Goal – Copy out every line of the listing below verbatim, leaving out the pictures.

┌────────

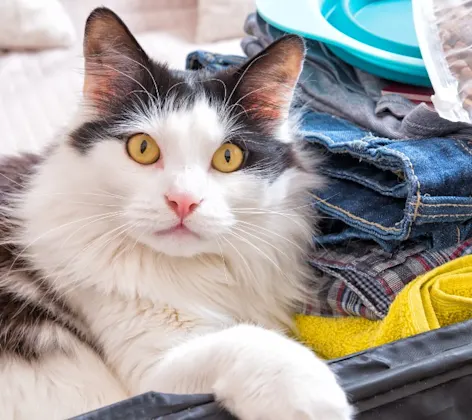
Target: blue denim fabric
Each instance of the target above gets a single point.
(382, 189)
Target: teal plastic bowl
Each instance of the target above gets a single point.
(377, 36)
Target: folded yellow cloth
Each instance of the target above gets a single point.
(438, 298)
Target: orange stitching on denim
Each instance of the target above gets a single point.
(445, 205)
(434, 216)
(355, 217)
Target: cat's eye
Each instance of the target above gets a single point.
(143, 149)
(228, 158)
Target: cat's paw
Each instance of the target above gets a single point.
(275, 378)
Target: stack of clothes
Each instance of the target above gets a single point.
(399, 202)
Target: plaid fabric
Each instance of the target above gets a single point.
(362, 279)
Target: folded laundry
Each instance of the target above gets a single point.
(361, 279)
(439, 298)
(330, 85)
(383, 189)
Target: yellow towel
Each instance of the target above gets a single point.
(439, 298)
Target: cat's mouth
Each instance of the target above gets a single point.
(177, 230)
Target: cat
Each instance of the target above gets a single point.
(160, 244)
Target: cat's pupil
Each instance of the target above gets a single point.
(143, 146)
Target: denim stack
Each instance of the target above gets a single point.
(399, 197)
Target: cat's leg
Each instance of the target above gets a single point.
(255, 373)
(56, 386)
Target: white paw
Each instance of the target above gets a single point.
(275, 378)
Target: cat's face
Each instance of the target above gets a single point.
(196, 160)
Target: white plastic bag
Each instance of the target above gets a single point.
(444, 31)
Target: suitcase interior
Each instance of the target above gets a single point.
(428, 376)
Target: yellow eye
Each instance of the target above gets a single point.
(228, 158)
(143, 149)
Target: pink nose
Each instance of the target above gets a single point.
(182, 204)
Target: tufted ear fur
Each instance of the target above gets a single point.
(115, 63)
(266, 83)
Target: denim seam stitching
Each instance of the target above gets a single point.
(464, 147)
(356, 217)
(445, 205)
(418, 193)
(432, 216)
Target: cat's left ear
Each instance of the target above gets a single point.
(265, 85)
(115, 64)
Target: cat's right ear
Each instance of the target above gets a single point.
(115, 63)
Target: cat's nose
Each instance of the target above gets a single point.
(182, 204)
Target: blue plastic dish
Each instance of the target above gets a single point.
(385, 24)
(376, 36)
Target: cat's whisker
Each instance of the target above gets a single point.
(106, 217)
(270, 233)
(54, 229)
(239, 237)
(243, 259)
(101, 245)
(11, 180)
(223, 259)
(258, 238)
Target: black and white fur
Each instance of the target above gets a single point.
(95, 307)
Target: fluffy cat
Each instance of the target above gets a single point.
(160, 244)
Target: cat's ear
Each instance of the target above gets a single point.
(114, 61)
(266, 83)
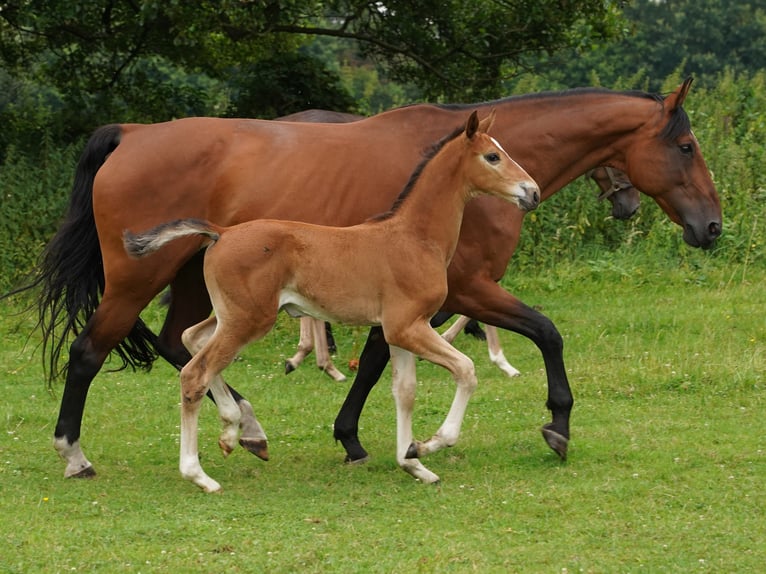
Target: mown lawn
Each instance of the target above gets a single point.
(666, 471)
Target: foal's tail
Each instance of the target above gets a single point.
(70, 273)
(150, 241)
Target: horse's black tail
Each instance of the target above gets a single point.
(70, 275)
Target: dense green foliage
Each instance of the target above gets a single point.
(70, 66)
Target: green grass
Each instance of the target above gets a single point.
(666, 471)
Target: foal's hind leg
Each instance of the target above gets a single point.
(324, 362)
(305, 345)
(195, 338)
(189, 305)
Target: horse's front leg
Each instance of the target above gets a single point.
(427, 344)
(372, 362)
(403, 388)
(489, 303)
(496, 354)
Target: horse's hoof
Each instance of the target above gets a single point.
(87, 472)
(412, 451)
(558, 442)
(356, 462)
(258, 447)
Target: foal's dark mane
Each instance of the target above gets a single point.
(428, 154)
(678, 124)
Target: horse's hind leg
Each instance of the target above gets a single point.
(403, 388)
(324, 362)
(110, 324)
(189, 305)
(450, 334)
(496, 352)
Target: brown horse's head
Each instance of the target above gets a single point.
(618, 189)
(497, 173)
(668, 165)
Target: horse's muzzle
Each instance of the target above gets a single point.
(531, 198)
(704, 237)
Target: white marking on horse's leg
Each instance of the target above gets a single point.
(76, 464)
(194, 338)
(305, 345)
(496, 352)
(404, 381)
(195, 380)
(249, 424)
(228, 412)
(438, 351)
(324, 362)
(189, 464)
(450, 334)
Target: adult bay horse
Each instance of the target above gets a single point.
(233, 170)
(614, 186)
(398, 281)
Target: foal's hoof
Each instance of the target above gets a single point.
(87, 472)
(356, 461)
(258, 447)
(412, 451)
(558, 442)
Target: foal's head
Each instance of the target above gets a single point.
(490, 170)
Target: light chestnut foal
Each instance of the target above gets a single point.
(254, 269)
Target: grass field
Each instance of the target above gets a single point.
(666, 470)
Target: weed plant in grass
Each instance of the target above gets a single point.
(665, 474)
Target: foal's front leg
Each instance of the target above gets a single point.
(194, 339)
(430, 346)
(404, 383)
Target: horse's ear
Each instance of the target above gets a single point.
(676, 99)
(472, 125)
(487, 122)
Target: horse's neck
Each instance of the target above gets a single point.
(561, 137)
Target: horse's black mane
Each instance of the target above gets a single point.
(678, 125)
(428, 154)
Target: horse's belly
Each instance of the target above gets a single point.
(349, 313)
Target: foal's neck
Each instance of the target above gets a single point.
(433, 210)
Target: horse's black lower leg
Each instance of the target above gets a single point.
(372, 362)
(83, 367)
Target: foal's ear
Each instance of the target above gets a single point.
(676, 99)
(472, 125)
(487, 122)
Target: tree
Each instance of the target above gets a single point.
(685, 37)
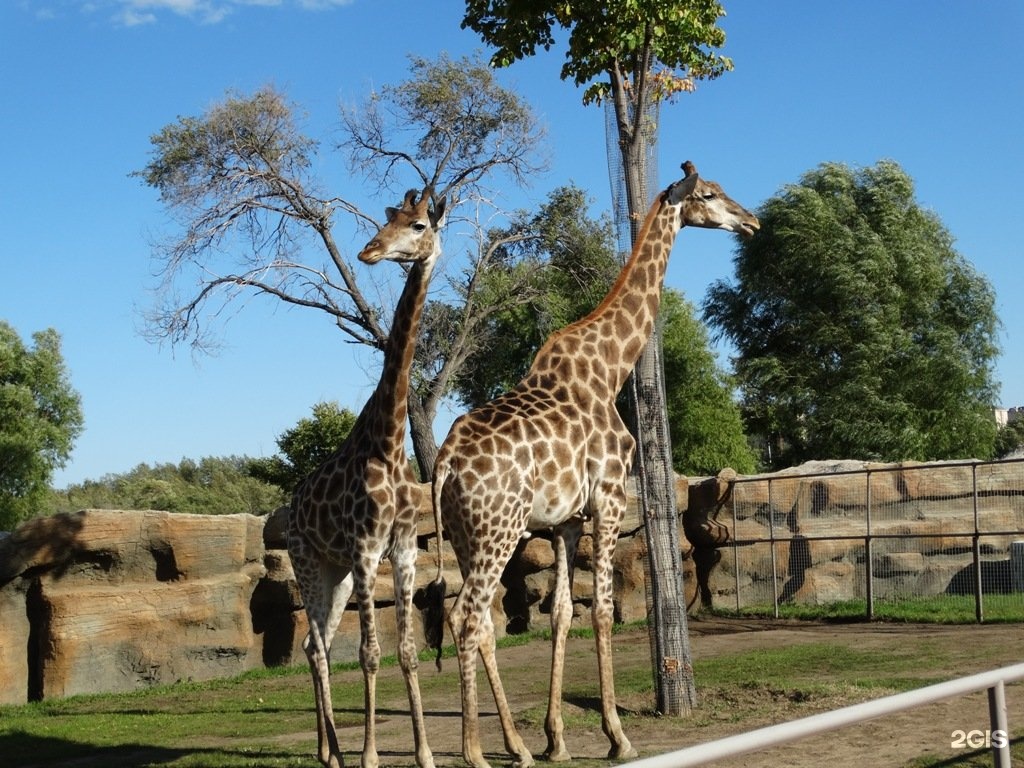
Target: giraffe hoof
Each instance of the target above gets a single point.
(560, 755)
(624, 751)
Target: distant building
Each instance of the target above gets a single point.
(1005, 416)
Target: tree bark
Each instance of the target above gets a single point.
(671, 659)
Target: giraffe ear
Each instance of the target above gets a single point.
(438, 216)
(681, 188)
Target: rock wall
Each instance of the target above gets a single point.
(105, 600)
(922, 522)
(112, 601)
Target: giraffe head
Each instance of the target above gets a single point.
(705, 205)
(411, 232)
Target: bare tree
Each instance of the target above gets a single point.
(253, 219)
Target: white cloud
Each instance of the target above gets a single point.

└────────

Result below –
Target: blue denim fabric
Each instance of the target above gets a single point.
(382, 189)
Target: teal plastic bowl
Each instance of the target above gets a single point.
(377, 36)
Target: folded yellow cloth
Each instance of the target above gets a single point.
(438, 298)
Target: orange stitching on denim
Each instance of the target above gets a single point.
(445, 205)
(434, 216)
(355, 217)
Target: cat's eye
Each instance of the target above gets a single point.
(143, 149)
(228, 158)
Target: cat's paw
Each instance of the target above gets a single point.
(275, 378)
Target: stack of clothes
Each instance of the target above gets a single point.
(399, 202)
Target: plaid fabric
Each instance of the target above gets a single point.
(362, 279)
Target: folded laundry
Each instance of the target above gets a single point.
(361, 279)
(439, 298)
(330, 85)
(383, 189)
Target: yellow towel
Each instance of the target above gets a single point.
(439, 298)
Target: cat's mouth
Each instance of the target above gets a single point.
(177, 230)
Target: cat
Each instance of the target above gets a single point.
(160, 244)
Target: cat's pupil
Each instance of the target above gets a single point.
(143, 146)
Target: denim stack
Each instance of the target above gets a single point.
(399, 197)
Target: cat's leg
Each instance of the target above gets a single point.
(255, 373)
(56, 386)
Target: white paw
Each instance of the target above gets a single point.
(275, 378)
Target: cat's face
Each instance of the target above gets a single point.
(196, 160)
Target: white plastic bag
Each instance of the target above gets a single point.
(444, 31)
Target: suitcase interior
Each instance of the target above gets a single point.
(428, 376)
Target: yellow eye
Each instance of the target above gets a single point.
(228, 158)
(143, 149)
Target: pink nose
Each instance of the target above gets a single point.
(182, 204)
Target: tufted ear fur
Each instance of the target above gets a single point.
(115, 63)
(266, 83)
Target: denim seam stitching
Each instance of the target above gets a single point.
(464, 147)
(356, 217)
(445, 205)
(418, 193)
(432, 216)
Target: cat's left ear
Each instance of the target above gets a single point.
(265, 85)
(115, 64)
Target: cat's right ear
Each instance of the target above gets a single point.
(115, 63)
Target: cat's nose
Each instance of the target above gets a single point.
(182, 204)
Target: blue plastic dish
Each instance of the target above gets a single point.
(385, 24)
(376, 36)
Target: cat's whisker
Each instance of the target above gets a single point.
(106, 217)
(270, 233)
(54, 229)
(239, 237)
(243, 259)
(101, 245)
(11, 180)
(223, 259)
(258, 238)
Target: black and white fur
Each instance of the target above gets a single point.
(95, 307)
Target: fluffy cat
Each instance of the target above gets a single point.
(160, 244)
Target: cat's ear
Each instance of the target above gets a single point.
(114, 61)
(266, 83)
Target: mown lawn
Each instance of the target above gets a single point.
(666, 471)
Target: foal's tail
Each instance of the target above gets a single point.
(70, 273)
(150, 241)
Target: horse's black tail
Each instance of the target above gets a single point.
(70, 275)
Target: dense green foliage
Each instance of the target above gets a single point.
(70, 66)
Target: green grass
Each instance of the target above gets a single point.
(666, 471)
Target: foal's hind leg
Each instance of the target above gets a single point.
(324, 362)
(305, 345)
(195, 338)
(189, 305)
Target: horse's front leg
Each instance of the target above gets a single point.
(427, 344)
(372, 362)
(403, 388)
(489, 303)
(496, 354)
Target: horse's hoof
Each instance of the target above gets a single point.
(87, 472)
(412, 451)
(558, 442)
(356, 462)
(258, 447)
Target: foal's dark mane
Each instance of the target above gets a single point.
(428, 154)
(678, 124)
Target: horse's hind leg
Each instance of the target above gets a single point.
(403, 388)
(324, 362)
(110, 324)
(189, 305)
(450, 334)
(496, 352)
Target: brown horse's head
Each instance of the target above gets a single point.
(618, 189)
(497, 173)
(668, 165)
Target: horse's muzzle
Each instance of the target above gets a single point.
(531, 198)
(704, 237)
Target: white marking on horse's leg
Each instance of the target above gets a single point.
(76, 464)
(194, 338)
(305, 345)
(496, 352)
(404, 381)
(195, 380)
(249, 424)
(228, 412)
(438, 351)
(324, 362)
(189, 464)
(450, 334)
Target: adult bay horse
Each instance of the target above gets a single point.
(233, 170)
(614, 186)
(398, 281)
Target: foal's hoof
Each instance of the target above gets a single point.
(87, 472)
(356, 461)
(258, 447)
(412, 451)
(558, 442)
Target: foal's head
Each instance of the target above gets a single point.
(490, 170)
Target: light chestnut foal
Each instance of the target above gets a single point.
(254, 269)
Target: grass field
Each instance of the target above gets a single point.
(666, 470)
Target: weed plant in grass
Each instance of the target above gets a single point.
(665, 474)
Target: foal's front leg
Each instance of the target above gets a single point.
(194, 339)
(430, 346)
(404, 383)
Target: horse's ear
Each instance of the target above gets a single point.
(676, 99)
(472, 125)
(487, 122)
Target: horse's neck
Each instance of the target above gets a single point.
(561, 137)
Target: horse's black mane
Each instance of the target above gets a single point.
(678, 125)
(428, 154)
Target: horse's belly
Each instance of the target above gets a single point.
(349, 313)
Target: foal's neck
Each instance of the target above gets a single point.
(433, 210)
Target: horse's black lower leg
Each instance of the target above gets a single point.
(372, 362)
(83, 367)
Target: foal's ear
Each instance of the target above gets a single point.
(676, 99)
(472, 125)
(487, 122)
Target: tree
Each instance of the target above gets a single point.
(685, 37)
Target: giraffe hoof
Each instance of the target above gets a single point.
(560, 755)
(624, 751)
Target: distant building
Each instance of the target above gets a single point.
(1005, 416)
Target: tree bark
Each instance of the target above gets a single point.
(671, 659)
Target: giraffe ear
Each instance of the target above gets a single point.
(438, 216)
(681, 188)
Target: rock wall
Each instance of the target above gets a single point.
(105, 600)
(922, 522)
(112, 601)
Target: giraffe head
Each instance of the target above gets a single point.
(705, 205)
(411, 232)
Target: bare tree
Each instance of the target above gets a single point.
(253, 219)
Target: white cloud
Each instance of the target above gets a single point.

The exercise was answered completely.